Aim of the task: In the entries below, find the line containing "target: overcast sky" and the line containing "Return the outline of every instance of the rocky". Copy those two lines and everything between them exactly, and only that.

Records:
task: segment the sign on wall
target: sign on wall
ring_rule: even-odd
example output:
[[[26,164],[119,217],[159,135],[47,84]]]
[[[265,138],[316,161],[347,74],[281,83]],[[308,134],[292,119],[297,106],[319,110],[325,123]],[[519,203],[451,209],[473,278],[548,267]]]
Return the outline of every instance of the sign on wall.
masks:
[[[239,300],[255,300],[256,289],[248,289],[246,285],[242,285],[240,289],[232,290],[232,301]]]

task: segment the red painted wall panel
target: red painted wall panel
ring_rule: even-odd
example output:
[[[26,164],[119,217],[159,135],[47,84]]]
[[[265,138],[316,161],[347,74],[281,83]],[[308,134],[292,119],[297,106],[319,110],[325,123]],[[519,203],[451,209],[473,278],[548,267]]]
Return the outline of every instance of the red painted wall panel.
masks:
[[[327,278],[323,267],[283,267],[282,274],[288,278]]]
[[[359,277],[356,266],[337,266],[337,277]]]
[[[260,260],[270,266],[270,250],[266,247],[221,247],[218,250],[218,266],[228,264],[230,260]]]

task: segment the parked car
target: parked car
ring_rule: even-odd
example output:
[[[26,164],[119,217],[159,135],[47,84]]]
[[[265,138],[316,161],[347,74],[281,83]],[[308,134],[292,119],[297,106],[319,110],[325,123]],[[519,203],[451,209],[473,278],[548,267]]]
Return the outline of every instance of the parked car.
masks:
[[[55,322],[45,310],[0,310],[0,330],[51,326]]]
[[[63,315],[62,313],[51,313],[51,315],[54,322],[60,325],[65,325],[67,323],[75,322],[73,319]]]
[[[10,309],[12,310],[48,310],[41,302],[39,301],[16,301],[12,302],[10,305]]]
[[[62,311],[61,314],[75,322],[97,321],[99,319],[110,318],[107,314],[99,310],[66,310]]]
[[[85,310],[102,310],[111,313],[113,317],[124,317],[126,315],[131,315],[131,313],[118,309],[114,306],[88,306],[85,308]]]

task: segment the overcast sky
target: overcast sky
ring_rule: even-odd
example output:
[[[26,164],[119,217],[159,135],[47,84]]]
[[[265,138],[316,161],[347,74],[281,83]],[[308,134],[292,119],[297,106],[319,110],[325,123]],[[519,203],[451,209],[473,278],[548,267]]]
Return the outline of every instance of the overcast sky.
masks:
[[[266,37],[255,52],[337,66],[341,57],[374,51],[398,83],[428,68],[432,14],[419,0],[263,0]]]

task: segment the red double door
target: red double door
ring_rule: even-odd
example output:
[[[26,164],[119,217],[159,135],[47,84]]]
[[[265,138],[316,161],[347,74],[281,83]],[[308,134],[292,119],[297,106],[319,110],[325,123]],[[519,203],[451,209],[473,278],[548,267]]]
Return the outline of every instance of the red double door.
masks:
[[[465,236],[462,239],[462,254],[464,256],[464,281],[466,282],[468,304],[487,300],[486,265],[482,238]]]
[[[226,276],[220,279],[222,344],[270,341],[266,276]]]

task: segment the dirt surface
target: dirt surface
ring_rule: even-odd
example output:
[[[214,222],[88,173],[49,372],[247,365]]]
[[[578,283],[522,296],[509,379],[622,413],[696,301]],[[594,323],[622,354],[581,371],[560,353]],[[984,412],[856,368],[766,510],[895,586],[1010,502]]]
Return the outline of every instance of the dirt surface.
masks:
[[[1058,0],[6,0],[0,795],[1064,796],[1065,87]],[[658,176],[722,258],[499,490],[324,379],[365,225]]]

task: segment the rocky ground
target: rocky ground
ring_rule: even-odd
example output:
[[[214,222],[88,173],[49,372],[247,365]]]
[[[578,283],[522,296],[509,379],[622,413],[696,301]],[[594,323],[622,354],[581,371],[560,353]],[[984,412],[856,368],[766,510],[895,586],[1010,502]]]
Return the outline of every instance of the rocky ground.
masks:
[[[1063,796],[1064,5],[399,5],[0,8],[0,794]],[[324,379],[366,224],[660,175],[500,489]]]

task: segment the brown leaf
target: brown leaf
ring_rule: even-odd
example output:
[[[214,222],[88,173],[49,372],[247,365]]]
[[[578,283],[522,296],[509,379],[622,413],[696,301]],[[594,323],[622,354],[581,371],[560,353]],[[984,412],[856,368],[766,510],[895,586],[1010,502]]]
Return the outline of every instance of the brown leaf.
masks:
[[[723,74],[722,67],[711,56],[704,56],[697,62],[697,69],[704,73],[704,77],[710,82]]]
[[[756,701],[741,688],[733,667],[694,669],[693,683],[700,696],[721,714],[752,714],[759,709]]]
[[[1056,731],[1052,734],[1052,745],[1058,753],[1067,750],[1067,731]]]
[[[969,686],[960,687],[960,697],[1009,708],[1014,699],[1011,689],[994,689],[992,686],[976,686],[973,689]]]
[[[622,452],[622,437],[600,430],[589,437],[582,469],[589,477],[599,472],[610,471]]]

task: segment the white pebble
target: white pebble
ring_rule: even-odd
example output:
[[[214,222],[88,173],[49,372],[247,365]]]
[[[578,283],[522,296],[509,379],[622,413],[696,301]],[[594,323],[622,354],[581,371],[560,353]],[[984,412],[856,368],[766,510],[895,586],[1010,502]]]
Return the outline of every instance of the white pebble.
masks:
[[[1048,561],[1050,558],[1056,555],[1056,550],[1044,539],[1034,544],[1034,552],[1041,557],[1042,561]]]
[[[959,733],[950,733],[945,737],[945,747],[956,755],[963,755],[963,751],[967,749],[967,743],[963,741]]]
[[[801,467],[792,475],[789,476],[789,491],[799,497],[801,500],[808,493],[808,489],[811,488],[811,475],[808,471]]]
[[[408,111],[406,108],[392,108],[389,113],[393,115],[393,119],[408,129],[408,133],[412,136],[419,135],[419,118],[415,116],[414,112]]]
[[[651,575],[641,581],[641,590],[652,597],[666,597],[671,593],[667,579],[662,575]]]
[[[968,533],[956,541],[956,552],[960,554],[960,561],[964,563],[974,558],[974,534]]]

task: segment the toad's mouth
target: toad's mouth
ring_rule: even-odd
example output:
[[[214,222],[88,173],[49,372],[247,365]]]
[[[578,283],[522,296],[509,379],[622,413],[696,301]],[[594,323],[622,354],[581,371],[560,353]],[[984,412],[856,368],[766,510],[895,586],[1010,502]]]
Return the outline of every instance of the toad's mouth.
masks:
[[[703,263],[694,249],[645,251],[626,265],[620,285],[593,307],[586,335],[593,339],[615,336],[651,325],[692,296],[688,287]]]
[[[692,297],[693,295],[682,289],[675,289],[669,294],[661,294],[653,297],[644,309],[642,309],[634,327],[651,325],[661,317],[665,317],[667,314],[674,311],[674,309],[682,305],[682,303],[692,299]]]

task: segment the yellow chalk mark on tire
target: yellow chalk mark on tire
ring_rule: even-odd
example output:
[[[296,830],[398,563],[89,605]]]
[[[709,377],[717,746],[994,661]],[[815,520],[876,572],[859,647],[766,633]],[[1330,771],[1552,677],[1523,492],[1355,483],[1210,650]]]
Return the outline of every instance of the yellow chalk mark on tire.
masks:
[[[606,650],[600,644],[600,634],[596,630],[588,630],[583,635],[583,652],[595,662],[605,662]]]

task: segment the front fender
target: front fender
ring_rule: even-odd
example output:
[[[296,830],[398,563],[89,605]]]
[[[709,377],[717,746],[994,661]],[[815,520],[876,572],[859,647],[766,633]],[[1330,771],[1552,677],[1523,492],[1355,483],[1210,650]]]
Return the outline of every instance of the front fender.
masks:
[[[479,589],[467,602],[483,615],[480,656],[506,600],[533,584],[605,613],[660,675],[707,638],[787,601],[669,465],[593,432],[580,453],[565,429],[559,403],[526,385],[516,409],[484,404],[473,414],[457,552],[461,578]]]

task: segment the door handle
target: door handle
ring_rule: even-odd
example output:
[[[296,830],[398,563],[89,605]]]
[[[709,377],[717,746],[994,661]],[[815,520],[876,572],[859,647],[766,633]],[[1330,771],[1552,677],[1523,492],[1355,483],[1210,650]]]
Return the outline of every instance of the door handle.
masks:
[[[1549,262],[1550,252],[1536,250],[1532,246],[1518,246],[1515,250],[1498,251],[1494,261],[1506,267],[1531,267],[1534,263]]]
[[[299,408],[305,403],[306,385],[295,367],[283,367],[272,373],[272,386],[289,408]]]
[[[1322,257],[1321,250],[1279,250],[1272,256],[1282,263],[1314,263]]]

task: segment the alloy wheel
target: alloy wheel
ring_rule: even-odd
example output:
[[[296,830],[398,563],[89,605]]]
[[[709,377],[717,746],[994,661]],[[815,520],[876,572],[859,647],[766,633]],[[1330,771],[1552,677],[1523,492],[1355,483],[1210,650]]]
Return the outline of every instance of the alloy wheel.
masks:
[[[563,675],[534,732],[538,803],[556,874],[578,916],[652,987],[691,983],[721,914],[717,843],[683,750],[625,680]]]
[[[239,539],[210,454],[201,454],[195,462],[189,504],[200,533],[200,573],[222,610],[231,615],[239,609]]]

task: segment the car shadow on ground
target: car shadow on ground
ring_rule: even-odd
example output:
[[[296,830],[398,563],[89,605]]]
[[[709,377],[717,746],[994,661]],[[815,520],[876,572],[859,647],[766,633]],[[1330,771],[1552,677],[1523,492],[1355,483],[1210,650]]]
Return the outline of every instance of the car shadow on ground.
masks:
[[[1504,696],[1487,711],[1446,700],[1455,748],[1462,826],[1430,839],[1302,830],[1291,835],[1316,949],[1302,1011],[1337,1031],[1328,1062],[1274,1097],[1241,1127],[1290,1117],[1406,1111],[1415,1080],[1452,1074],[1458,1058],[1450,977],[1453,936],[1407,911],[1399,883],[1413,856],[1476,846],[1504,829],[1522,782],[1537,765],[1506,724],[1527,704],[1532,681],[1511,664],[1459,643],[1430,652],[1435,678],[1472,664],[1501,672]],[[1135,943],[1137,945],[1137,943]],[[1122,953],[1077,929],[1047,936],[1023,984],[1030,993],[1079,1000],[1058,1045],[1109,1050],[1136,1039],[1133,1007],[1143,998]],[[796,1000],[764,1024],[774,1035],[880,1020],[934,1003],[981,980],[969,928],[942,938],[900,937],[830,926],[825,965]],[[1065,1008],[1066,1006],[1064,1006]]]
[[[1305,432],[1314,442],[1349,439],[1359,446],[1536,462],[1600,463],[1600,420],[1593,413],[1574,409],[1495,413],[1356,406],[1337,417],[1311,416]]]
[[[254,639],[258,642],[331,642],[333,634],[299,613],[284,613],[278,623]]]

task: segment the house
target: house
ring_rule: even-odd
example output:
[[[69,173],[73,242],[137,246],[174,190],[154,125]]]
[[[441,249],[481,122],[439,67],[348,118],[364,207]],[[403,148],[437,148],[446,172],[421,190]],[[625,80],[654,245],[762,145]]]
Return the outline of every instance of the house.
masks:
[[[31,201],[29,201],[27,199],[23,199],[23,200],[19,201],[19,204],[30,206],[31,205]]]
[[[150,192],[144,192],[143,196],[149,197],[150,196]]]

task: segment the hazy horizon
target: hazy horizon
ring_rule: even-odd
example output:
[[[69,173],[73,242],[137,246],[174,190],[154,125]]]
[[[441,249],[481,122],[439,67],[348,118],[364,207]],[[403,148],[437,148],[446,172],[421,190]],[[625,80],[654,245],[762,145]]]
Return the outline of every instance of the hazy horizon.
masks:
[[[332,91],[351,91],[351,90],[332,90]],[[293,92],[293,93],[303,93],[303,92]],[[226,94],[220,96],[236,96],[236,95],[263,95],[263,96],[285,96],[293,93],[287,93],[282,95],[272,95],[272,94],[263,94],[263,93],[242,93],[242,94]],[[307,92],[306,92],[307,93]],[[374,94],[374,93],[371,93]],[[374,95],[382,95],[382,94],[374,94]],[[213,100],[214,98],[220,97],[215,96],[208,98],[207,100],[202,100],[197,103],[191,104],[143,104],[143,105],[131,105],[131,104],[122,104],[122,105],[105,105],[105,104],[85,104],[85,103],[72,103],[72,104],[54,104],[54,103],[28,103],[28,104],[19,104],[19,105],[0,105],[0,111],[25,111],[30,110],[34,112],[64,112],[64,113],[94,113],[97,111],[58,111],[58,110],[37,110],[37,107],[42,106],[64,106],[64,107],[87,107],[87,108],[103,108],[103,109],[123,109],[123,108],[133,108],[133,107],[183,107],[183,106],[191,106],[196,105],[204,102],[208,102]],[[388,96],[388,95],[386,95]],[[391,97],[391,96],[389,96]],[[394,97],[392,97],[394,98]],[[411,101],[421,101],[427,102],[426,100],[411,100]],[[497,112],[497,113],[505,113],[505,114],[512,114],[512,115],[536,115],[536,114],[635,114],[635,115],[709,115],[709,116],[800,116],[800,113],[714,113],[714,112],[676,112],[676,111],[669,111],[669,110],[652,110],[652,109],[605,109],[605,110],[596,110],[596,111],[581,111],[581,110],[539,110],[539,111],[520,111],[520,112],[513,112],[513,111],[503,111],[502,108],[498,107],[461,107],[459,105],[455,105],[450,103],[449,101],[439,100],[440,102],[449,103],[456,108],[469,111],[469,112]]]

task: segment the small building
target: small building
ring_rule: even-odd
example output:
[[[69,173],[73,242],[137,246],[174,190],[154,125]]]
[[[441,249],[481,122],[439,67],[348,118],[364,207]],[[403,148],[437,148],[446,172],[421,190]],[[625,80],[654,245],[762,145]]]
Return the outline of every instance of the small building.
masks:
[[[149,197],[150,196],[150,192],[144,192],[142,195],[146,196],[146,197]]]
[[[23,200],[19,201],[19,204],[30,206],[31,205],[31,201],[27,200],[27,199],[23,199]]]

Answer to this problem:
target: overcast sky
ring_rule: even-odd
example output:
[[[26,164],[119,217],[159,135],[47,84]]]
[[[265,138],[316,161],[347,74],[281,83]],[[308,134],[292,119],[297,106],[319,110],[325,123]],[[519,203],[451,209],[473,278],[548,267]]]
Return the outline of every instance of the overcast sky.
masks:
[[[266,37],[255,52],[337,66],[341,57],[374,51],[398,83],[428,68],[432,14],[419,0],[263,0]]]

task: segment the red double door
target: red double door
ring_rule: even-odd
example output:
[[[26,164],[119,217],[159,135],[47,84]]]
[[[265,138],[316,161],[347,74],[281,83]],[[308,134],[292,119],[297,106],[319,110],[325,123]],[[519,203],[451,209],[473,278],[548,267]]]
Return the outline of every instance of the red double door.
masks:
[[[465,236],[462,239],[462,254],[464,256],[464,281],[466,282],[468,304],[487,300],[486,265],[482,238]]]
[[[226,276],[220,279],[222,344],[270,341],[266,276]]]

task: segment the dirt surface
target: dirt surface
ring_rule: even-odd
example output:
[[[214,222],[88,173],[49,372],[247,365]]]
[[[578,283],[522,296],[509,379],[622,413],[696,301]],[[594,323],[622,354],[581,371],[560,353]],[[984,412],[856,368],[766,510],[895,586],[1010,502]]]
Return the outline of every instance of the dirt surface.
masks:
[[[1058,0],[6,0],[0,795],[1064,796],[1065,87]],[[658,176],[722,258],[499,490],[324,379],[365,225]]]

task: segment the rocky ground
target: rocky ground
ring_rule: even-odd
example output:
[[[214,222],[88,173],[49,372],[247,365]]]
[[[578,283],[522,296],[509,379],[622,413],[696,301]],[[594,323],[622,354],[581,371],[560,353]],[[984,412],[856,368],[766,510],[895,586],[1010,502]]]
Return the outline of every instance of the rocky ground.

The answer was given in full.